In the passage on the 1943 bombing of Hamburg, how many strips made up each bundle of Window?

◆ **EXCERPTED PASSAGE**:
BEGIN
The weather that July in Hamburg had been very hot, mostly dry. Two days before, a heavy thunderstorm had rumbled through, but the rain evaporated in the heat. On Saturday, July 24, 1943, the citizens of Hamburg were taking a rest from the heat and the backbreaking strain of World War II.
All across Germany's leading seaport, Hamburg's 1.75 million people enjoyed her cafes on the Alster and Elbe rivers, the huge zoo and the Ufa-Palast cinema, the Reich's largest. Once again Hamburg was free of air raids. To the average citizen, it must have seemed unlikely that the city would ever be bombed.
But Hamburg was about to be destroyed.
The architect of that destruction was Air Chief Marshal Sir Arthur 'Bomber Harris, head of British Bomber Command. The stocky Harris had great intelligence, enormous determination and an unyielding hatred of Germany. His aim as chief of Britain's bomber offensive was to destroy Germany's cities.
By 1943, Bomber Command's four-engine Avro Lancaster bombers could deliver 8,000-pound bombloads on German cities nightly, guided to their targets by radar. The U.S. Army Air Forces (USAAF) flew daylight missions and made precision attacks on German factories. Round-the-clock bombing was becoming a reality.
On May 27, 1943, Harris picked a target for the RAF. Because of the short summer nights, they targeted a city relatively close to Britain. Hamburg was Germany's second largest city, producing warships like Bismarck and churning out U-boats–400 during the whole war. Hamburg was protected by flak, rings of searchlights and night fighters, all controlled by a string of radar stations. But Harris had a new secret weapon, code-named Window, to use on Hamburg. British scientists said Window would blind the Nazi defenses.
Harris' plan to bomb Hamburg, Operation Gomorrah, was simple: Hit Hamburg by day and night, dropping at least 10,000 tons of bombs and destroying the city. The Royal Air Force, accustomed to area bombing by night, selected the center of Hamburg, just north of the Alster River, as its target. The Americans, who planned to hit Hamburg by day with precision attacks, chose giant factories south of the Alster.
On July 22, the only question remaining was what the weather would be like. Harris and Brig. Gen. Frederick L. Anderson, commander of the U.S. Eighth Air Force's 4th Bombardment Wing, met with meteorologists and learned that skies were clearing. Harris set the attack to begin at precisely one minute after midnight on Sunday, July 25. Bomber Command would dispatch 792 planes loaded with a variety of ordnance, ranging from 4-pound incendiary sticks to 8,000-pound high-explosive bombs that looked like giant dustbins.
Window also was prepared. The new device seemed an unlikely weapon to RAF crews. It consisted of bundles of metalized paper strips–each bundle had 2,200 strips–made of coarse black paper with aluminum foil stuck to one side.
END
◆ **MATERIAL SHOWN**:
BEGIN
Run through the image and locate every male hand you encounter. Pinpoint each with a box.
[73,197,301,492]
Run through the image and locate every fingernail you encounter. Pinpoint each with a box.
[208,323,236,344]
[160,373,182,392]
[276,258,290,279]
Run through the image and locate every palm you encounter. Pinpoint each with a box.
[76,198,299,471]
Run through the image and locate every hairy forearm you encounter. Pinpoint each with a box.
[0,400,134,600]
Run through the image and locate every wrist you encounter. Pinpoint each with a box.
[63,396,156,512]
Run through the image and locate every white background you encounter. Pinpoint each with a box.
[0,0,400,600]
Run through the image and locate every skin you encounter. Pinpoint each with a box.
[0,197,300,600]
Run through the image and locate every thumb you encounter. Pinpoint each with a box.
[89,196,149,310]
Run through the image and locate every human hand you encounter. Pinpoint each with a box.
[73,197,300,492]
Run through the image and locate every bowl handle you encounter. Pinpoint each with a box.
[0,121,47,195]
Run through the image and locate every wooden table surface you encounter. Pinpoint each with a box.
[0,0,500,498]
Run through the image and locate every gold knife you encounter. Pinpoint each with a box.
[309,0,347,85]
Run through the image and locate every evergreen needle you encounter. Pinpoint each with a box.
END
◆ **TASK RESULT**: Each bundle had 2,200 strips.